● **INSTRUCTIONS TO FOLLOW**
Count the lines in the records below that contain the word "wing", and reply with the number alone.

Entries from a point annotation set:
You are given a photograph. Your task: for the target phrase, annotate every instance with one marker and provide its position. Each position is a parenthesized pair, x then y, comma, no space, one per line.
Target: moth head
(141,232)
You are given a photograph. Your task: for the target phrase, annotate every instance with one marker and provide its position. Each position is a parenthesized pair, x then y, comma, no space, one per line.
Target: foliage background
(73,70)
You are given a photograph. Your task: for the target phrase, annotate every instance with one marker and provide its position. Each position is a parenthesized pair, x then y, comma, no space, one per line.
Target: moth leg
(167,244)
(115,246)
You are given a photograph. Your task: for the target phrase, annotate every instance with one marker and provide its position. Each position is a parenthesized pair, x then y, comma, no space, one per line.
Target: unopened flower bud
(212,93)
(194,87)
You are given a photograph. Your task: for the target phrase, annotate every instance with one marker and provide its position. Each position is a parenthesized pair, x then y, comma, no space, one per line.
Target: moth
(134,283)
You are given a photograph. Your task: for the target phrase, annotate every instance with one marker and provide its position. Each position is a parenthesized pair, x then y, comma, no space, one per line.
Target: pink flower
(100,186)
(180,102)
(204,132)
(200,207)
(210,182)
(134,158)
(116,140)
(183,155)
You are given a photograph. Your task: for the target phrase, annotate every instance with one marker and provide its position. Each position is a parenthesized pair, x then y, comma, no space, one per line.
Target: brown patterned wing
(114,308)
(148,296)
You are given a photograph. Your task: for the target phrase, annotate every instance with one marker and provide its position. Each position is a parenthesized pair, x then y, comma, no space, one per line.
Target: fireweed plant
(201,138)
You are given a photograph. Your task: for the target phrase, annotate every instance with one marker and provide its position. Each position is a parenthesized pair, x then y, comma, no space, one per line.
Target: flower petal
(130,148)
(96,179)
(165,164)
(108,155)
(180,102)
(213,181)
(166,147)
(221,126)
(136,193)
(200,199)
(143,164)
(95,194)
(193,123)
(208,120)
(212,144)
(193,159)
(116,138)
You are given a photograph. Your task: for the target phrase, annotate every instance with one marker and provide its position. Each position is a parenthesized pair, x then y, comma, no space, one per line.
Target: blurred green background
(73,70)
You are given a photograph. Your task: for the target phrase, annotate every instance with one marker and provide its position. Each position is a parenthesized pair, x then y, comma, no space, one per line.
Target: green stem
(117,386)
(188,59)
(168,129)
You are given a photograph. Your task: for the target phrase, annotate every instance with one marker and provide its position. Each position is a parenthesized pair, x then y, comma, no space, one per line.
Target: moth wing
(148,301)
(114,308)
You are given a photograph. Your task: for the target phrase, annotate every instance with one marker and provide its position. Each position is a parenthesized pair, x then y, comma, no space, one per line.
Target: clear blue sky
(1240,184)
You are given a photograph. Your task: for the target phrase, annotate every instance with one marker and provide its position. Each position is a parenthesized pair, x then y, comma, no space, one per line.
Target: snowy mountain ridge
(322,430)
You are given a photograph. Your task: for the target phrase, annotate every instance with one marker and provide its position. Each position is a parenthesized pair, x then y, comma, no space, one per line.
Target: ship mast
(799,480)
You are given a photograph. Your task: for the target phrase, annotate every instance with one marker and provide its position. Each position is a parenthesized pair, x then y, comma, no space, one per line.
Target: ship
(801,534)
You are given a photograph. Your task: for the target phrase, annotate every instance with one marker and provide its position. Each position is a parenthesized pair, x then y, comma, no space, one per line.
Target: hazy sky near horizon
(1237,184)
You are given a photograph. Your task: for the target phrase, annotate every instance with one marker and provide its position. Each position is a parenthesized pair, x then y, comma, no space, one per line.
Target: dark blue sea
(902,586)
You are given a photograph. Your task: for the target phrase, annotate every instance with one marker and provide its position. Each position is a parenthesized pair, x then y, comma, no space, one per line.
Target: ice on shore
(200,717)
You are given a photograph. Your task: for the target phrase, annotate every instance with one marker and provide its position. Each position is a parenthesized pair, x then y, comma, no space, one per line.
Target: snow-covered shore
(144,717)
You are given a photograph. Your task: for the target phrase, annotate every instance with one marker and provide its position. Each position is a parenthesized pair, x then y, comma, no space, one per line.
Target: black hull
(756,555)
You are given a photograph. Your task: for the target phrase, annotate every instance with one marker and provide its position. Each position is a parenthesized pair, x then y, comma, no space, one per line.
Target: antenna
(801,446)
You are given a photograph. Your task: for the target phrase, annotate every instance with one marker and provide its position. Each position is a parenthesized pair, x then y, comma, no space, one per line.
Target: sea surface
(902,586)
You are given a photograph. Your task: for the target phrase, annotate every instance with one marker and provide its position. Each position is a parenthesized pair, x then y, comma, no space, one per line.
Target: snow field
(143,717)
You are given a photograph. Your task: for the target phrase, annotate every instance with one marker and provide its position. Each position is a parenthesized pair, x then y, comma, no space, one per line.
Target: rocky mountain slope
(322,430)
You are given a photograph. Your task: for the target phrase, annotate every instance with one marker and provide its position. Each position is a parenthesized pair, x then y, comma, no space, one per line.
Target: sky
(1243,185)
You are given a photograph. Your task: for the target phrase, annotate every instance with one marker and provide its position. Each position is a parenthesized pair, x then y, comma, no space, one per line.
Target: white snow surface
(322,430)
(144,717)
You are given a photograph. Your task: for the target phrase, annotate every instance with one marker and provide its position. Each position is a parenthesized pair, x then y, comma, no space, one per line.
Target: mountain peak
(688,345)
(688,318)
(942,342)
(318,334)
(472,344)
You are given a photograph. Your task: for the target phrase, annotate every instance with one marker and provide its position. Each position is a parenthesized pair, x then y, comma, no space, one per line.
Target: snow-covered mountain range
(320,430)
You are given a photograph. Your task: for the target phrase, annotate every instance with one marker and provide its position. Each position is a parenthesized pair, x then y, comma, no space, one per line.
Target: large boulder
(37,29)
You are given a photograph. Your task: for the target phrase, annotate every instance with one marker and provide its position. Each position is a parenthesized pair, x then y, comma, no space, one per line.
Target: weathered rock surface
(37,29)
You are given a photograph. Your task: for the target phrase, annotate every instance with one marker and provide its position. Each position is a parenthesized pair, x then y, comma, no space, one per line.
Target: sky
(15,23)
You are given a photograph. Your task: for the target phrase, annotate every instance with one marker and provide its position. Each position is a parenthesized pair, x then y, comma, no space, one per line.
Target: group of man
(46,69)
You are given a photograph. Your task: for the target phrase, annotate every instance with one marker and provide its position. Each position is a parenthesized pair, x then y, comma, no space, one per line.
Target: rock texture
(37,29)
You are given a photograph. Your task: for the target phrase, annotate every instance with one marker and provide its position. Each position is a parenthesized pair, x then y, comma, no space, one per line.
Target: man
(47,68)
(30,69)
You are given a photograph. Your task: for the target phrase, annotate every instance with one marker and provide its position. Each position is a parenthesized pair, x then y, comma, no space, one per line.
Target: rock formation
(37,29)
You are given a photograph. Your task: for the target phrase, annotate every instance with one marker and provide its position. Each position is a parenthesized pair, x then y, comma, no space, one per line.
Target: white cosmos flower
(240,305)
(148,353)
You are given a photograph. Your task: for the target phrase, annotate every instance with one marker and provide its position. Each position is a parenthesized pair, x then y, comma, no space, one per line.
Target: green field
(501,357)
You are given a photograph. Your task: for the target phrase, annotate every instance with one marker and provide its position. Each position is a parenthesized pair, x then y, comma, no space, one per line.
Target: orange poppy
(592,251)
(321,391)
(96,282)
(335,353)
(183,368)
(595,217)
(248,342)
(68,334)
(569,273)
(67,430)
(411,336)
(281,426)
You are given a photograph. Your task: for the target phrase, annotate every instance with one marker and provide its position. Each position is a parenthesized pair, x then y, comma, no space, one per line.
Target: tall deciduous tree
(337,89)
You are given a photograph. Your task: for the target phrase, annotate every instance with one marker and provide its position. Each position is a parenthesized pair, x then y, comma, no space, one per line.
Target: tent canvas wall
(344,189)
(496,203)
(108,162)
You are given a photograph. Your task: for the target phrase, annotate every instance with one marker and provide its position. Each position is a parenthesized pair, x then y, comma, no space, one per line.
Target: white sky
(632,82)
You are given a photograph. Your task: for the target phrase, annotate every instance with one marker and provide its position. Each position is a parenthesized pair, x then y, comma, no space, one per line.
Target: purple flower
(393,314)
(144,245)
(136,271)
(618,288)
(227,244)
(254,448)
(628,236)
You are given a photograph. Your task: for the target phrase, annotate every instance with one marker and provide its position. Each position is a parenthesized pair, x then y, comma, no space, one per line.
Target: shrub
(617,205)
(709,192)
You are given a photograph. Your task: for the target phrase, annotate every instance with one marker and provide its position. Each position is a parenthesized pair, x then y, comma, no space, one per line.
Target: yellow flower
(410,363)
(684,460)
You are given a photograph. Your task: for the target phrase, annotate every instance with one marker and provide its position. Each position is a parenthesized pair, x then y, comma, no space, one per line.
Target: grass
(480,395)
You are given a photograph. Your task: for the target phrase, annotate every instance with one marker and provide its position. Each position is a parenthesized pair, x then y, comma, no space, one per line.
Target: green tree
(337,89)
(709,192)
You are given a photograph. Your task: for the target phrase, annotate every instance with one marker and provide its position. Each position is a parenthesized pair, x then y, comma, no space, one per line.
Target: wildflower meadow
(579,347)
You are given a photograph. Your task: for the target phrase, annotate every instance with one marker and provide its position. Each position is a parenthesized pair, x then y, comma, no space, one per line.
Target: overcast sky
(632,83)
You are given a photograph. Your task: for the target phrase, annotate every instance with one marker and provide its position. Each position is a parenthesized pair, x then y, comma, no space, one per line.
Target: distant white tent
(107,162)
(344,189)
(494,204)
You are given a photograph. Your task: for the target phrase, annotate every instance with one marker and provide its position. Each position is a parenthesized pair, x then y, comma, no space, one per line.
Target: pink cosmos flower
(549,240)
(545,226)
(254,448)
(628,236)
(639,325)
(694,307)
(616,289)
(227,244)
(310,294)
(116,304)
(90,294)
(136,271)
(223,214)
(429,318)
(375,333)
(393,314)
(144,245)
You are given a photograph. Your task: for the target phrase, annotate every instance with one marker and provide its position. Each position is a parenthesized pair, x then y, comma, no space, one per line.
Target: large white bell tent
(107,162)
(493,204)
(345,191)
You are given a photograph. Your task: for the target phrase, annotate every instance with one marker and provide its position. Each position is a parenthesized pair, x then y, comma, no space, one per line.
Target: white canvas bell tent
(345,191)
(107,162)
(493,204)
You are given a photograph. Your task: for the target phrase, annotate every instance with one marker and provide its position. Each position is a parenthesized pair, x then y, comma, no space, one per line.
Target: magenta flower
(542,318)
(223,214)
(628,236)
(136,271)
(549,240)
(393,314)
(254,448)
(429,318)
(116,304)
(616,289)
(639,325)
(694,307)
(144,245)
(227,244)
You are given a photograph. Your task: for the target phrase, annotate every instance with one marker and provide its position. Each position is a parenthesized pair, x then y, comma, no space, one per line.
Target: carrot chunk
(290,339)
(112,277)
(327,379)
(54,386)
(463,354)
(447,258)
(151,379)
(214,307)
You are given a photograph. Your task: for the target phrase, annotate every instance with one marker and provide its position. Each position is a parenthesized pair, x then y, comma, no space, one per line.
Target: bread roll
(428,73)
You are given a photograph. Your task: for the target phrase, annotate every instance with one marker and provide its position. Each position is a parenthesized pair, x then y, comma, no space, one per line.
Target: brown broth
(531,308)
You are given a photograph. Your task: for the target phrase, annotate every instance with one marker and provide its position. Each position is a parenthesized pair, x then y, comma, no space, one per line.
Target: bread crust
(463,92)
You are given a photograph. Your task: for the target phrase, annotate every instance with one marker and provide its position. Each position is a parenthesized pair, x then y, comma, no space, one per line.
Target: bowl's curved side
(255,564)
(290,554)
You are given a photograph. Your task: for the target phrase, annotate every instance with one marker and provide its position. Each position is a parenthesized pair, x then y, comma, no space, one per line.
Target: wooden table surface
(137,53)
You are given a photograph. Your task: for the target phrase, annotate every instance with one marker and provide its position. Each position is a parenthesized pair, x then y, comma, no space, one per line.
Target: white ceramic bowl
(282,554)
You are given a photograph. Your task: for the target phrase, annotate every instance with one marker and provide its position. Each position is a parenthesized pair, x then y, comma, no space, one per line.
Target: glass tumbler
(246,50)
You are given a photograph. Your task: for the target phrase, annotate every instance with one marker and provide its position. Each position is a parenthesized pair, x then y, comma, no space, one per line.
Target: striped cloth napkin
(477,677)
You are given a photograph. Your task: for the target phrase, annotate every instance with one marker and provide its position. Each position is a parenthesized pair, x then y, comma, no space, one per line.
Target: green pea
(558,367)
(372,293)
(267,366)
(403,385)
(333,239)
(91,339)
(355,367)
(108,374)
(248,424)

● **CORRECT OUTPUT**
2